◆ **Opdracht**:
Beantwoord alstublieft deze vragen met de tekst over astma bij katten en anorexie bij konijnen:
1. Hoe houdt de kat tijdens een astma-aanval in het algemeen haar hoofd en mond?
2. Binnen hoeveel tijd na de behandeling is er in de meeste gevallen een betere ademhaling merkbaar?
3. Welk aandeel van een gebalanceerd rantsoen moet voor konijnen en cavia's minstens uit hooi bestaan?

◆ **Tekstblok**:
_____
Feline astma
Een “aanval” van astma kan uitgelokt worden door inhalatie van een allergeen. Dit kan ingeademd worden onder vorm van poeder, (kattenbak)stof, of aerosol zoals luchtverfrisser of sigarettenrook.
Klinisch uit een astma-aanval zich in een plotse benauwdheid met een droge, aanhoudende hoest, en een moeizame, snelle, of/en zacht-piepende ademhaling. De kat houdt tijdens zo’n aanval in het algemeen haar hoofd uitgestrekt naar de grond en haar mond open.
A) De sleutelrol van de eigenaar :
Een astma-aanval is een spoedeisend geval waarbij volgend stappenplan kan aangewend worden :
- Contacteer een spoeddierenarts.
- Blijf rustig. Paniek heeft immers een negatieve invloed op een dier in ademnood.
- Voorzie een rustige plek voor uw dier. Aanrakingen of geluiden hebben immers een stressverhogend effect en zullen op die manier de ademhaling nog bemoeilijken.
B) De onmisbare rol van de spoeddierenarts :
- Zuurstof aanbrengen via het draagbare zuurstofapparaat.
- Injectie van een corticoïde ontstekingsremmer.
- Injectie van een bronchodilatator.
- Inhalatie van een bronchodilatator.
-
In de meeste gevallen is er binnen 30 minuten na de behandeling een betere ademhaling merkbaar. Indien de behandeling onvoldoende blijkt, zal een onmiddellijke hospitalisatie nodig zijn.
Anorexie bij het konijn en de cavia
Fysiologie :
Konijnen en cavia’s, en in het algemeen lagomorfen en knaagdieren, zijn kleine zoogdieren die een groot deel van hun tijd besteden aan eten en het produceren van uitwerpselen. Voor deze dieren is hooi het belangrijkste bestanddeel van een gebalanceerd rantsoen (minstens 80%). Hooi speelt namelijk een onmisbare rol in de fysiologische processen van tandslijtage en het onderhoud van de darmflora.
Pathofysiologie :
Bij deze diersoorten leidt anorexie (=niet willen eten) onvermijdelijk tot ileus (of vertraagde tot stilstaande transit) ; ileus veroorzaakt op zijn beurt anorexie. Zo komen de dieren snel in een vicieuze cyclus terecht waarbij ze stoppen met drinken en snel uitdrogen. Verder kan ook de lever aangetast worden en zal de bacteriële darmflora verstoord worden met vaak levensbedreigende gevolgen.
Hierdoor moet elk geval van anorexie gedurende 24u gezien worden als een levensbedreigend spoedgeval waarvoor een snelle interventie van een dierenarts vereist is !!!
Anorexie bij konijnen en cavia’s is meestal een van de eerste symptomen van een onderliggende ziekte. Het is de moeilijke taak van de dierenarts om op zoek te gaan naar de onderliggende oorzaak.
Pathologieën :
Toch lijken er twee zeer frequent voorkomende pathologieën bij deze dieren aan de basis te liggen van de meeste gevallen van anorexie.
_____
◆ **Beschikbare gegevens**:
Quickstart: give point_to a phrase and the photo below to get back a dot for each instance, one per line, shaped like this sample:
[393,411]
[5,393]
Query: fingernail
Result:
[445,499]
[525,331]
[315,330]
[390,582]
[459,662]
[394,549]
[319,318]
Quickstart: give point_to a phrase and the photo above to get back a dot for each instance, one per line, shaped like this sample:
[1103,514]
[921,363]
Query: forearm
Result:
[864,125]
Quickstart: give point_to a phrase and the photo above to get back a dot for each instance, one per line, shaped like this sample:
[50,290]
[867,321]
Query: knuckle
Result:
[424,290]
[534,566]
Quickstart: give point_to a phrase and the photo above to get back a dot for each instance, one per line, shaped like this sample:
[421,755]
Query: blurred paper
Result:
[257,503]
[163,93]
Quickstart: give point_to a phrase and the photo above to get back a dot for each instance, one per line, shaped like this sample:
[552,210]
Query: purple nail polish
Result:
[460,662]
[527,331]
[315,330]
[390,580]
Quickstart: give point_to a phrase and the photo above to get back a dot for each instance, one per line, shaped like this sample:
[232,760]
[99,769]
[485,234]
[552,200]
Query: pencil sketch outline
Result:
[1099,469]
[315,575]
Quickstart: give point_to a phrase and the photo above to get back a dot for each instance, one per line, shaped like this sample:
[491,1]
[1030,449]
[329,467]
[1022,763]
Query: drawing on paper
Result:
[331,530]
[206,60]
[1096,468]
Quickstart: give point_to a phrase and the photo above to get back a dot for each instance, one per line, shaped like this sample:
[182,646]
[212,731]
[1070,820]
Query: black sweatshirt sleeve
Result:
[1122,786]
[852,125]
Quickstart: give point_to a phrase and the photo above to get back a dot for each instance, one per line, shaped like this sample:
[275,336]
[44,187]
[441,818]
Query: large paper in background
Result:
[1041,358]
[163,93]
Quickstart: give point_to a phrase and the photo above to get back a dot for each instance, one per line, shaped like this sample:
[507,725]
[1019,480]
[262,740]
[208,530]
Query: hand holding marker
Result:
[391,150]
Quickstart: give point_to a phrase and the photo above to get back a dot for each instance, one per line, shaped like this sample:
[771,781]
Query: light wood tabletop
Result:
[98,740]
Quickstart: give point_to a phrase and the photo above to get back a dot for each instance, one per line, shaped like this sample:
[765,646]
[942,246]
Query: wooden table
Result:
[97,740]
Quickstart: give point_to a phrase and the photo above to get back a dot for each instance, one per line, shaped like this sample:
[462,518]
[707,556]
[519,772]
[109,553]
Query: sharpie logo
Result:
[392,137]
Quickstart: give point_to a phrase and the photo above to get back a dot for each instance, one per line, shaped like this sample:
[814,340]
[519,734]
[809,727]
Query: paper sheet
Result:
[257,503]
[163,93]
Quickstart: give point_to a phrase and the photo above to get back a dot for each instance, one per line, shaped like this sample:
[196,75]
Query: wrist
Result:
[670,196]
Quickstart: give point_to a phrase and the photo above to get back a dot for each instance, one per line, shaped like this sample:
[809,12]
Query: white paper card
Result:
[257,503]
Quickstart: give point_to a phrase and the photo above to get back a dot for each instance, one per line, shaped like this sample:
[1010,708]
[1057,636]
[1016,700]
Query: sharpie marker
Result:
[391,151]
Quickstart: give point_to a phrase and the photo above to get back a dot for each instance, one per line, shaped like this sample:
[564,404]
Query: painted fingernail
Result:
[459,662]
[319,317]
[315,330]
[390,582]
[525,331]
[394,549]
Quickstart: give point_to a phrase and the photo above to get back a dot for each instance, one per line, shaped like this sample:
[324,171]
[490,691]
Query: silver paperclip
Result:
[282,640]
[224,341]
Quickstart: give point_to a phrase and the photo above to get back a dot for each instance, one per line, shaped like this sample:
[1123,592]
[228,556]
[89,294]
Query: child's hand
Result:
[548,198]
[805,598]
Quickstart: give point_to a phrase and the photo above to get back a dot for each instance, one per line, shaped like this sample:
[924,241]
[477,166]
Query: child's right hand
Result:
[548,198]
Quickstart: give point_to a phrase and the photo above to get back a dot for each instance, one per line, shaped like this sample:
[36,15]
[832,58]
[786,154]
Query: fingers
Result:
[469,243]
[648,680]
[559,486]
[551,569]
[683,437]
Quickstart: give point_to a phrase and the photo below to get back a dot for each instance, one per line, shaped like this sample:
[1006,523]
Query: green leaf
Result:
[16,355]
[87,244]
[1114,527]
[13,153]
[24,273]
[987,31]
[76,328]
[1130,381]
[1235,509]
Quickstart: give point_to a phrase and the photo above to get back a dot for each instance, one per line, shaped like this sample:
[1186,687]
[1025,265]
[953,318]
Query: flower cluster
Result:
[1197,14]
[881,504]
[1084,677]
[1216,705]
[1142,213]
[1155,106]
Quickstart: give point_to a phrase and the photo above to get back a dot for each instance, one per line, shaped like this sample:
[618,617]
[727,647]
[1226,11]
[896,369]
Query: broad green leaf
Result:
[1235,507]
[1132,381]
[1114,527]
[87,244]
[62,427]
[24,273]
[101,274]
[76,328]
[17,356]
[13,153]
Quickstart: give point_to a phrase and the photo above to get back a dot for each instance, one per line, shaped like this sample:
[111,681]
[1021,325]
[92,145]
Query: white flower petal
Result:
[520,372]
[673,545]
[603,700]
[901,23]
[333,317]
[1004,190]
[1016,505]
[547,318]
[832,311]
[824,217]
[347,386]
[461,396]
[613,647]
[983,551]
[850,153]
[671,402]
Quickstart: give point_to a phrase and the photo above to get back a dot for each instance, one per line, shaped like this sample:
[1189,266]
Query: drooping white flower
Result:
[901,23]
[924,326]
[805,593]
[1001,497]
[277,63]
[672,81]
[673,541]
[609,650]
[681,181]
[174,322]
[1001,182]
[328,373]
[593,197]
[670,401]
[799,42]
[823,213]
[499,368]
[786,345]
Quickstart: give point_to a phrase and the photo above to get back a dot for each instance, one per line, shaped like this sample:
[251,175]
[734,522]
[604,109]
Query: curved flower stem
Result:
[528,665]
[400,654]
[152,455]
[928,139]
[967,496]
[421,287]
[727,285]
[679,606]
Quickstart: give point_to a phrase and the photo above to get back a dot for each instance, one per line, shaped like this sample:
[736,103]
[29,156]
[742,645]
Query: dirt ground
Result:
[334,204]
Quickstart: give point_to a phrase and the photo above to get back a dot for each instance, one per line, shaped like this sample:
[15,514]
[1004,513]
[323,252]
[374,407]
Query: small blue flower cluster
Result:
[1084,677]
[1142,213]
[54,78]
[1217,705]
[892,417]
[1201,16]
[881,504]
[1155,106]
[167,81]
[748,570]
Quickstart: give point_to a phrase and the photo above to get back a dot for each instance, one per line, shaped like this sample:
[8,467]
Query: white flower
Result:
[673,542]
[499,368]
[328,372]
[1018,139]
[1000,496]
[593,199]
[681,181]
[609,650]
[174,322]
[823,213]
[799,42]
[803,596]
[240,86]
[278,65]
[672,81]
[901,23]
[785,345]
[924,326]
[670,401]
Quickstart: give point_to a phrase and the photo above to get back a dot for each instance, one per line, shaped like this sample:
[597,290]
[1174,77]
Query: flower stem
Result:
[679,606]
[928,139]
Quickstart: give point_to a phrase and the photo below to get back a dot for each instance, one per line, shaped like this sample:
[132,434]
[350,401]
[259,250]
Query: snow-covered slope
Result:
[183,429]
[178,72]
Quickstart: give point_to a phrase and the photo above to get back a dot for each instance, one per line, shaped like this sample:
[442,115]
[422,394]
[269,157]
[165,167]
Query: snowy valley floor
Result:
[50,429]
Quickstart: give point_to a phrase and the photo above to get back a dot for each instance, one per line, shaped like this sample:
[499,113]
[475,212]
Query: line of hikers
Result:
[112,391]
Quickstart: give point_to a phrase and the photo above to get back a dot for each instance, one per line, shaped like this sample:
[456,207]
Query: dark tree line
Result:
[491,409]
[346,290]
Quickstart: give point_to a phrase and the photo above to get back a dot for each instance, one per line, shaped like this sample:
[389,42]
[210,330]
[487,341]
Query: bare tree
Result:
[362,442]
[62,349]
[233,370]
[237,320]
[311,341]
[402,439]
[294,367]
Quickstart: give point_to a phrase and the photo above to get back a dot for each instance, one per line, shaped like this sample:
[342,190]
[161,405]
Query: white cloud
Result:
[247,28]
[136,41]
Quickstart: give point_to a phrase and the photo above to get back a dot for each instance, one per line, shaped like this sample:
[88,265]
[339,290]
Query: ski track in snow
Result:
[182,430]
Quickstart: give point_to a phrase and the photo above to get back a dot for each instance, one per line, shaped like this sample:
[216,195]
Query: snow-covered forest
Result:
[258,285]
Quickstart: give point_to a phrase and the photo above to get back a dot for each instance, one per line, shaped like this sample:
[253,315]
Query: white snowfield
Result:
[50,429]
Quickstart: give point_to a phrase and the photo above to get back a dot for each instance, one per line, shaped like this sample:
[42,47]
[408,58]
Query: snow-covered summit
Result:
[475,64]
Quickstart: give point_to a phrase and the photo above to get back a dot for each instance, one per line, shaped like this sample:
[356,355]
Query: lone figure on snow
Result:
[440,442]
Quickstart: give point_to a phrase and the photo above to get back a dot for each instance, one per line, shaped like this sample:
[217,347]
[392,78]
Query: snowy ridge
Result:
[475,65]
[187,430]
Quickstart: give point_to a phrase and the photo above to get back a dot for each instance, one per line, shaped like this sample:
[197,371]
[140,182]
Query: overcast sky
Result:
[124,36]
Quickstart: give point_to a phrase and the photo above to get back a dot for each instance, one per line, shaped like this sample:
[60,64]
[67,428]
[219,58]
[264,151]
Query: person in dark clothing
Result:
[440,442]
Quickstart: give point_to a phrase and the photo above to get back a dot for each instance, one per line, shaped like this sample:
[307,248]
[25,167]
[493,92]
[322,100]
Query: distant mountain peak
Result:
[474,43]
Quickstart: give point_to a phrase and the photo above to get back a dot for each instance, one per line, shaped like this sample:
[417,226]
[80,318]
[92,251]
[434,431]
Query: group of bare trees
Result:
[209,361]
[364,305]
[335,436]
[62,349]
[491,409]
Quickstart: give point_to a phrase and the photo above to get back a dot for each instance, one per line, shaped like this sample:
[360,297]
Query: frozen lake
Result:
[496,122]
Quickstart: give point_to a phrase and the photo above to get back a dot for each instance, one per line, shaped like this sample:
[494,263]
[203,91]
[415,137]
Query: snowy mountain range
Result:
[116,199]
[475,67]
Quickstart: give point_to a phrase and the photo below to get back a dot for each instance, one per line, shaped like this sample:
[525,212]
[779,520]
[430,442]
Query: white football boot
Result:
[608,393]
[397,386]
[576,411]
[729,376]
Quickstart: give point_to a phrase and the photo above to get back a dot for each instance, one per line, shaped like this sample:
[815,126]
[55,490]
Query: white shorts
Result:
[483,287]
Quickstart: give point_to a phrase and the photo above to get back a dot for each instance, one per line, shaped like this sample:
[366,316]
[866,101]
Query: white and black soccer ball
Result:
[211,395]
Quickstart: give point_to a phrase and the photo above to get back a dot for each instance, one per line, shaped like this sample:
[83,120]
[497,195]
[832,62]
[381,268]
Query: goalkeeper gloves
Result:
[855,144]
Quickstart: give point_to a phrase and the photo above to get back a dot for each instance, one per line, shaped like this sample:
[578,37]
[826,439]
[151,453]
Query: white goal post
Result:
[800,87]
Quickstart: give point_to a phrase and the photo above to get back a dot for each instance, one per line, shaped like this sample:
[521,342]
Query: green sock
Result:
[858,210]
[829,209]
_____
◆ **Oplossing**:
1. Ze houdt haar hoofd uitgestrekt naar de grond en haar mond open.
2. Binnen 30 minuten.
3. Minstens 80%.